• **Given data**:
-- Opening Marker --

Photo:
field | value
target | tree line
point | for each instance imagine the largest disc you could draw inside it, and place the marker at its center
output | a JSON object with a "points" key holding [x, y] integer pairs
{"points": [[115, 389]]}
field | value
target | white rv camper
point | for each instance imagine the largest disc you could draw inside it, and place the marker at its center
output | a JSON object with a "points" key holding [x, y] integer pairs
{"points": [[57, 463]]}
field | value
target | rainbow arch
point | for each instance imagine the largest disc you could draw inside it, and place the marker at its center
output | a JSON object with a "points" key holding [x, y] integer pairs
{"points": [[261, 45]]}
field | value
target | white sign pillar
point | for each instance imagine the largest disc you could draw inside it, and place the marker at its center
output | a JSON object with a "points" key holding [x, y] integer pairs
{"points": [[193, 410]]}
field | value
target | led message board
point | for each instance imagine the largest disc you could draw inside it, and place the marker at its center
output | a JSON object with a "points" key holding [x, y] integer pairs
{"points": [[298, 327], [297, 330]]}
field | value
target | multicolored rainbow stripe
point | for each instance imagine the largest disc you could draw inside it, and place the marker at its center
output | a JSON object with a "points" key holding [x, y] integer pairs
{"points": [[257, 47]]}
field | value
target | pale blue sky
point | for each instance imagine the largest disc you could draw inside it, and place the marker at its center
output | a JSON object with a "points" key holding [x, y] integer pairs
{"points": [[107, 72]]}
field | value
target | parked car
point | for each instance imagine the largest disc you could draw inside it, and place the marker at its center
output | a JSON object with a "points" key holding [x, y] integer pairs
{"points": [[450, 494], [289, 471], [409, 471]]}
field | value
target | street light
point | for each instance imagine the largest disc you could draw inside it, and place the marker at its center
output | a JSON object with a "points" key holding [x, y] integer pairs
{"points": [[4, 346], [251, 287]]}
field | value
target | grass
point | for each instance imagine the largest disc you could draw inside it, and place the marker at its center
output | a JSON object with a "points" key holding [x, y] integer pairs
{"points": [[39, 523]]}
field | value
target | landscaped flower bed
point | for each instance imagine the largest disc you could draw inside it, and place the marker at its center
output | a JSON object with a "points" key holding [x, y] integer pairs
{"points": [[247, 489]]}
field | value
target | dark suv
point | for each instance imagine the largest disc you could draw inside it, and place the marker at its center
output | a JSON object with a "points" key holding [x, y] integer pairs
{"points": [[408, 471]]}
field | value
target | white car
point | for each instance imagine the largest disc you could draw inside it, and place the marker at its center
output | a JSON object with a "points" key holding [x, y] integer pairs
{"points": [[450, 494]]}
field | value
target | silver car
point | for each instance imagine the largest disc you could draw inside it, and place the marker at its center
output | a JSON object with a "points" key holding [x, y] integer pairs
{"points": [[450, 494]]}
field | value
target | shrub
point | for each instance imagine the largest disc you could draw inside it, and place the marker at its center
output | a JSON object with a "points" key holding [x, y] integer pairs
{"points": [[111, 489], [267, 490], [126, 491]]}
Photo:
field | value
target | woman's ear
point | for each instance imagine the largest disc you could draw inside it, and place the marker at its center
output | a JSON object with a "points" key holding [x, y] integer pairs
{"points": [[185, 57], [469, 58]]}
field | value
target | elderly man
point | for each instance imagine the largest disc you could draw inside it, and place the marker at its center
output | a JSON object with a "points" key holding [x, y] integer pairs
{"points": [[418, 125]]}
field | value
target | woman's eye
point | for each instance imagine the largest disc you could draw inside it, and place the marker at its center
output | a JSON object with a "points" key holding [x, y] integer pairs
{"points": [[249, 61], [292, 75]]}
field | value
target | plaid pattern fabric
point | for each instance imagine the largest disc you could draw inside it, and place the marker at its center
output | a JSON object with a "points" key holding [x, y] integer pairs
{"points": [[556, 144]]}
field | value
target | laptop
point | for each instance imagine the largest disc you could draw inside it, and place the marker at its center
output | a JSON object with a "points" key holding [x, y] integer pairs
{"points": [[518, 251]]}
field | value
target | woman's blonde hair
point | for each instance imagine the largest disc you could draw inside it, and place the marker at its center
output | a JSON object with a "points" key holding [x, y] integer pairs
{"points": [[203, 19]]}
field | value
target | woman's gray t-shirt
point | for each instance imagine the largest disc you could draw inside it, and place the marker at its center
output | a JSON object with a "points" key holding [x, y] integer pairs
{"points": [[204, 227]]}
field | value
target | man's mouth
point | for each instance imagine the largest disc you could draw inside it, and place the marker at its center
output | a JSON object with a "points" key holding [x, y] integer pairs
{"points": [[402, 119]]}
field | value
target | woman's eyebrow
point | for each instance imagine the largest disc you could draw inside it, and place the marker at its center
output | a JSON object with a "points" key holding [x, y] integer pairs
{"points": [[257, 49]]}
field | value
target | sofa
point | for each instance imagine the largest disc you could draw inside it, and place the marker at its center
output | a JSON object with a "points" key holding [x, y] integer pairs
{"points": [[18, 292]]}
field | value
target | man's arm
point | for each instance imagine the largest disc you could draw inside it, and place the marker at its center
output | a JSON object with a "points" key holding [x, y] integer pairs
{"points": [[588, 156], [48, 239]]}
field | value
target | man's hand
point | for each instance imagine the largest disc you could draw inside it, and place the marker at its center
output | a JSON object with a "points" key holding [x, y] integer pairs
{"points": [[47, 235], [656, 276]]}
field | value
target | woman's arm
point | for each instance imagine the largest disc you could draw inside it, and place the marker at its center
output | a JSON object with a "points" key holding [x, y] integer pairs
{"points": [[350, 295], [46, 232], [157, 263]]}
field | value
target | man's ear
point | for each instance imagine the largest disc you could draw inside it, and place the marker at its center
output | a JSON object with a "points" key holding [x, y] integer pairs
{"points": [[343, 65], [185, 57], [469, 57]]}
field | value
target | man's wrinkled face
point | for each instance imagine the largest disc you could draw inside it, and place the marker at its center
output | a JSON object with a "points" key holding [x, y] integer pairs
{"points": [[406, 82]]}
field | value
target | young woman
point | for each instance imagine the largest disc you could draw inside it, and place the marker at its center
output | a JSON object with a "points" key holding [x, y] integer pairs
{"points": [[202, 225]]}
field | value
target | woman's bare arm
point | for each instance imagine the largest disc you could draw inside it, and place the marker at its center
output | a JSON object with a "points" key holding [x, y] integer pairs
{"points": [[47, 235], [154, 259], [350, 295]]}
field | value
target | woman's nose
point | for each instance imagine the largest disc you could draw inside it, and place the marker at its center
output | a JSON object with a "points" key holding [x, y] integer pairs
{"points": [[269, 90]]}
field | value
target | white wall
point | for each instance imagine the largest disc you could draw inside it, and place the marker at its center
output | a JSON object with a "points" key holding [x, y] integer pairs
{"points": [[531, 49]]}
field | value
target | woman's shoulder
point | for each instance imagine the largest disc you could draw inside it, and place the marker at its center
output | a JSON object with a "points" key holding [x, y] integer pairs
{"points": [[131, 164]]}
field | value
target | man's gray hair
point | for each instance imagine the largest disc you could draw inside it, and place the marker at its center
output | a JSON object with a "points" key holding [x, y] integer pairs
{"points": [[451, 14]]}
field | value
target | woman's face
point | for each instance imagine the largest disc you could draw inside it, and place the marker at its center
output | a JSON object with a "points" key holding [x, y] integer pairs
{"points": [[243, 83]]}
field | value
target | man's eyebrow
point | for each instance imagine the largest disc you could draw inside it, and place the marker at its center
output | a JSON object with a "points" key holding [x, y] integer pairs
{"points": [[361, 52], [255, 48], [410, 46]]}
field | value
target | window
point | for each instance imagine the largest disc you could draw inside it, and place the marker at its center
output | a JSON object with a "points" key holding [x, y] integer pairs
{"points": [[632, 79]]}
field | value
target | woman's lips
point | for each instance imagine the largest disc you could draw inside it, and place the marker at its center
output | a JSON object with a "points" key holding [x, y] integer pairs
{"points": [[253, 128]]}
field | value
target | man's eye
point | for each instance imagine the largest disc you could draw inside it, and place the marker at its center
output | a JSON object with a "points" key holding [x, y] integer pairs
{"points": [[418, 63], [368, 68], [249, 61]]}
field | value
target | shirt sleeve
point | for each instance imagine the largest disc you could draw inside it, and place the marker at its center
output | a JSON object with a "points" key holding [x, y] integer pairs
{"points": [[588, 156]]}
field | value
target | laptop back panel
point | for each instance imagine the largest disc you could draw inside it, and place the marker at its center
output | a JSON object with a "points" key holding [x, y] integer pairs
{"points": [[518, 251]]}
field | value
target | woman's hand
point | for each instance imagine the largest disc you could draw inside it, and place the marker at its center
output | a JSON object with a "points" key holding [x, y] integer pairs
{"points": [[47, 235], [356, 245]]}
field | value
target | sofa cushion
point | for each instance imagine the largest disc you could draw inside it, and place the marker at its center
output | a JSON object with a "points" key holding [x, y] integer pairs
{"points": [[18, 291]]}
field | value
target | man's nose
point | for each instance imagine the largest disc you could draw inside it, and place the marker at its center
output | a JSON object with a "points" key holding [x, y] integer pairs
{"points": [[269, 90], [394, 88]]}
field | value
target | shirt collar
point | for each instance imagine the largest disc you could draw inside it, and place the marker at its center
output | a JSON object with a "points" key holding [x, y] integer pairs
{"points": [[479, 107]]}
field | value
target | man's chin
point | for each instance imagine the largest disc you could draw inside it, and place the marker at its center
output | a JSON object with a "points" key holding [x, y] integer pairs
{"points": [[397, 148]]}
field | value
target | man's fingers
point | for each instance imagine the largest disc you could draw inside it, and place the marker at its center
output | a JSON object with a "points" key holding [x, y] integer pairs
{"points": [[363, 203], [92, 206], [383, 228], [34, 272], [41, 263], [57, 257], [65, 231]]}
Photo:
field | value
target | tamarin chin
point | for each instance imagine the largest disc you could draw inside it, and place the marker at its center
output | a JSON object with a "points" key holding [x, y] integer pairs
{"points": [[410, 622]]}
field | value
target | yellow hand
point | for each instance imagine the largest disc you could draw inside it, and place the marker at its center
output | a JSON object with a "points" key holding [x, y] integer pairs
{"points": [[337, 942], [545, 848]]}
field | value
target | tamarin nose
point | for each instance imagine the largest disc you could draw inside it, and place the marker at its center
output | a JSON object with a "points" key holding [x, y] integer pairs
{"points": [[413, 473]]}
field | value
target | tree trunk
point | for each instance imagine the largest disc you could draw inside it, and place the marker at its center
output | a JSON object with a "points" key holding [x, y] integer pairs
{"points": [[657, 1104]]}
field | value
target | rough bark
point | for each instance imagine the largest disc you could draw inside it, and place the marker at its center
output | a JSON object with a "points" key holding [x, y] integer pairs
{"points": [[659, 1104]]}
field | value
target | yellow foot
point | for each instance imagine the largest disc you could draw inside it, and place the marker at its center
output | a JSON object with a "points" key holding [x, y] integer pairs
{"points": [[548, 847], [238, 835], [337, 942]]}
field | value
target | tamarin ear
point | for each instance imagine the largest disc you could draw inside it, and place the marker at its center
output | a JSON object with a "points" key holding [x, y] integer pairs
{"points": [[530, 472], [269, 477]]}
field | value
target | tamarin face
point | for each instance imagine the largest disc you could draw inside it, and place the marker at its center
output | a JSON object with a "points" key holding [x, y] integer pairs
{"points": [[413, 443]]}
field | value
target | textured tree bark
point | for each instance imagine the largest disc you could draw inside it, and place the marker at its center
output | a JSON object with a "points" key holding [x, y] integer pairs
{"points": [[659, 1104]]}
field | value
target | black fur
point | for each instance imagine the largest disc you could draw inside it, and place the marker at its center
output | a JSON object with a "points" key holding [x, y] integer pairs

-- Closing Marker --

• **What is expected**:
Pull every line containing "yellow" out of the entries.

• **Written solution**:
target | yellow hand
target | yellow foot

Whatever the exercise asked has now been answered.